--- TEXT SECTION Enclosed Below ---

The veteran peace officer said policing has evolved a great deal over the years, and continues to do so.
Today, new officers receive orientation by their local service, and are sent off to police college for three months, then return to work with a “coach” – a veteran officer who helps guide the rookie.
When Poole joined in 1980 at the tender age of 20, he said he was basically taught how to shoot, received a little orientation, and was sent out on the job.
“I had to qualify with a six-shot revolver. You carried your spare bullets in your pocket,” he said. “I had a little billy stick I carried in my back pocket, and handcuffs. That was about it.”
Before heading off to police college, he was out walking the beat on King Street.
There were no computers in the police cruisers, no BlackBerrys, just a police radio.
Poole took it upon himself to improve his safety chances. For starters, he purchased speed loaders for his revolver, where the loader holds a full reload. With the device, an officer could open the revolver, empty the spent shells, pull out the speed loader, line up the bullets, and refill all six chambers at the same time – much faster than pushing home the rounds one bullet at a time.
And while body armour is mandatory today, back in 1980, veteran officers made fun of anyone who opted to wear bulletproof vests, which officers wore under their uniforms.
Poole didn’t care. He purchased his own vest. It was large, heavy and uncomfortable.
“I wore it every day,” he said. “It didn’t matter that you had to come in and change your T-shirt under it a couple of times a day. To me, it was always worth it.”
As for the lack of technology, Poole recalls when he made detective in the mid-1980s, he bought his own “brick phone,” a heavy, large cellular phone, archaic by today’s standards, but state of the art at the time.
“It was just so handy,” he said, of having the phone on the job.
How things have changed.
“Now, to have all that technology at our fingertips … it is so much more efficient, which is needed as there are more demands on every call.”
What hasn’t lost its importance over the years, regardless of technology and changes to police practices, Poole said, is the coaching from veteran officers.

--- End of Enclosed TEXT SECTION ---
--- SUPPLIED RECORDS Enclosed Below ---

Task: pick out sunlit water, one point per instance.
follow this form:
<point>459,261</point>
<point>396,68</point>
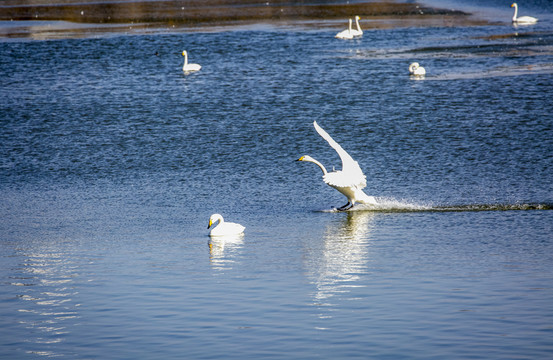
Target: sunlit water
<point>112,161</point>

--- End of Enclosed SUPPLIED RECORDS ---

◆ **WHAT YOU HAVE TO DO**: Continue the article about how policing has changed over a veteran officer's career, starting after its final sentence on coaching from veteran officers.

◆ **RESULT**:
“There is still a lot of on-the-job training. You can read the books, study the law, but when you come back home (from police college), that’s when you realize how the law actually applies and how to use decision-making processors to react accordingly,” he explained.
But the advances in technology and equipment are extremely helpful, he added. Usually non-lethal options such as pepper spray and Tasers, and better body armour “helps us protect our officers and helps protect the public.”
He has also seen how useful technological advances are in putting the bad guys behind bars. Poole was the lead investigator in the Danny Miller case, the first case locally where DNA was used in the courts.
“It was groundbreaking. The O.J. Simpson trial was going on,” he said.
Miller’s killer, Jeffrey Wayne Manley, was convicted and sentenced to life in prison in 1995.
Poole is proud of many things during his time in the top-cop seat, but none more so than the evolution of community policing and community engagement.
“We have to deal with the root causes in crime,” he said. “One reason is that police recognize you can’t attend call after call at the same place and try to arrest your way out of it. The court system is not necessarily the place to deal with social issues.”
He said those issues include poverty, parenting, addiction, and psychological matters.
“If we can deal with a family in crisis and get them the necessary services to support them, maybe we can lessen the impact as it goes forward,” he said.
As such efforts take hold, Poole said officers aren’t “running to the same location” repeatedly, for the most part.
Poole is poised to leave this all behind next April.
“I’m going to take a break. I will find my golf clubs,” he said.
Travelling and even taking up fly-fishing will replace morning meetings and long days in his appointment book.
No body armour, no six-shooter, and no brick phone.